| Set task A |
Please swap "carport roof" for "shed roof" in the listing lines starting at the line that contains "Annotate the carport" and ending at the line that contains "column 107, row 177", and give back only those lines.

| Article |
I am noob, and I did search as best I can and found this:

https://forums.gentoo.org/viewtopic-t-927794-start-0.html

http://goldelite382.livejournal.com/4998.html

but I do not understand quite what is the 'right' way do go about it...

I also need mysql and php 

(in those links there are some solutions without php, 

as I gather, but I am not a native English speaker 

and I did misunderstood in the past...)

Thank you

----------

## VinzC

There's probably no active directive "ServerName foo" in your apache config file.

See http://webmasters.stackexchange.com/questions/29033/apr-sockaddr-info-get-failed and

http://www.unixmen.com/apache2-aprsockaddrinfoget-failed-for/Hope this helps.

----------

## while true

VinzC,

thank you for now, I will take a closer look during the day and came back to you.

----------

## VinzC

You're welcome  :Smile:  .

----------

## while true

oi oi oi!!!!!!

IT WORKS!!!! WHOOOHAHAHAHAHA!!!

(I amsorry for this outburst)

I followed those instructions:

http://webmasters.stackexchange.com/questions/29033/apr-sockaddr-info-get-failed

VinzC, thanks again for stepping in!

----------

## VinzC

Glad I could help  :Smile:  .

----------

| Set task B |
Answer these questions from the forum thread:
(i) Which directive does VinzC say is probably not active in the apache config file?
(ii) Besides apache, what two things does the first poster say they also need?
(iii) Which link did the first poster follow to get things working?

(Coordinate annotation entries)
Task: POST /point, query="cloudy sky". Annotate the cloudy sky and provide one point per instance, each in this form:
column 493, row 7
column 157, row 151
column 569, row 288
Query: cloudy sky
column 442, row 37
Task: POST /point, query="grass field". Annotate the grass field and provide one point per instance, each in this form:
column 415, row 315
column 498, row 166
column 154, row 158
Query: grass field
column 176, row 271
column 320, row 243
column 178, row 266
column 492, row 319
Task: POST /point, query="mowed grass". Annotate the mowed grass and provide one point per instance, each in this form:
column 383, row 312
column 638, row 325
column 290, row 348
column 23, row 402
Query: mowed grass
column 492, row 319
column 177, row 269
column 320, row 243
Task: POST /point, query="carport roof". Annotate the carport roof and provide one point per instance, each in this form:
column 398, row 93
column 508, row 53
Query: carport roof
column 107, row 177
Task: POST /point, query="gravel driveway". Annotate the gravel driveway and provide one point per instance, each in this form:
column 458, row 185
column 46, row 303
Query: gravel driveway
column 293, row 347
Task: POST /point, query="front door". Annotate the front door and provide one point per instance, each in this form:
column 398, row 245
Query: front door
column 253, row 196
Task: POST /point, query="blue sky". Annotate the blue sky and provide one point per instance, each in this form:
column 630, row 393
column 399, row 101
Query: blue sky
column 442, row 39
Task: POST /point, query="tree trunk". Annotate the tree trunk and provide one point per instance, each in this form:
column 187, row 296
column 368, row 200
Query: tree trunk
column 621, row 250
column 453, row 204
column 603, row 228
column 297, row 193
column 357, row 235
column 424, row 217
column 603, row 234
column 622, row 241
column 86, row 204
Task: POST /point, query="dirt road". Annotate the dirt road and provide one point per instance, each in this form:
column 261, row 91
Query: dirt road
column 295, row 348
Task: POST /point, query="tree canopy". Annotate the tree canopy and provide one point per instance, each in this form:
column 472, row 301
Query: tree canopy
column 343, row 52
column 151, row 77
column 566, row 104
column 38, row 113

| Task solution A |
Task: POST /point, query="shed roof". Annotate the shed roof and provide one point per instance, each in this form:
column 398, row 93
column 508, row 53
Query: shed roof
column 107, row 177

| Task solution B |
(i) "ServerName foo"
(ii) MySQL and PHP
(iii) http://webmasters.stackexchange.com/questions/29033/apr-sockaddr-info-get-failed